**Exercise aim:** Please print every line of the data below word for word, changing nothing.

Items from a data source

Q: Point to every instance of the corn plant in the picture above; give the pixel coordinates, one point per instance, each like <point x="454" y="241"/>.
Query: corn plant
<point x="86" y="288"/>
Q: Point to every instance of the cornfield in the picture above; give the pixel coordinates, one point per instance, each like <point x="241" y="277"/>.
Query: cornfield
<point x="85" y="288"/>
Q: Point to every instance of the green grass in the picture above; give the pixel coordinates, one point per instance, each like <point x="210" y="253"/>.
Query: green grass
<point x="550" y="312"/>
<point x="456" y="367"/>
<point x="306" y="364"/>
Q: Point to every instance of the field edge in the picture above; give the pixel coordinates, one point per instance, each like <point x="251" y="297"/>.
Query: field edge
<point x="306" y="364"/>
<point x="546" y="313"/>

**Task output:**
Q: Point to every instance of the corn plant in the picture above; give the pixel coordinates, one point per instance, each like <point x="454" y="241"/>.
Query: corn plant
<point x="86" y="288"/>
Q: Point to every instance of the cornfield in the picture above; give the pixel coordinates, one point per instance, each like <point x="241" y="277"/>.
Query: cornfield
<point x="85" y="288"/>
Q: Point to every instance of the green grass in the picture above; give the pixel coordinates, one point per instance, each like <point x="210" y="253"/>.
Query: green grass
<point x="550" y="312"/>
<point x="456" y="367"/>
<point x="306" y="364"/>
Q: Point to every instance of the field edge in the picture above; give the pixel coordinates, one point per instance, each like <point x="251" y="297"/>.
Query: field edge
<point x="306" y="364"/>
<point x="546" y="313"/>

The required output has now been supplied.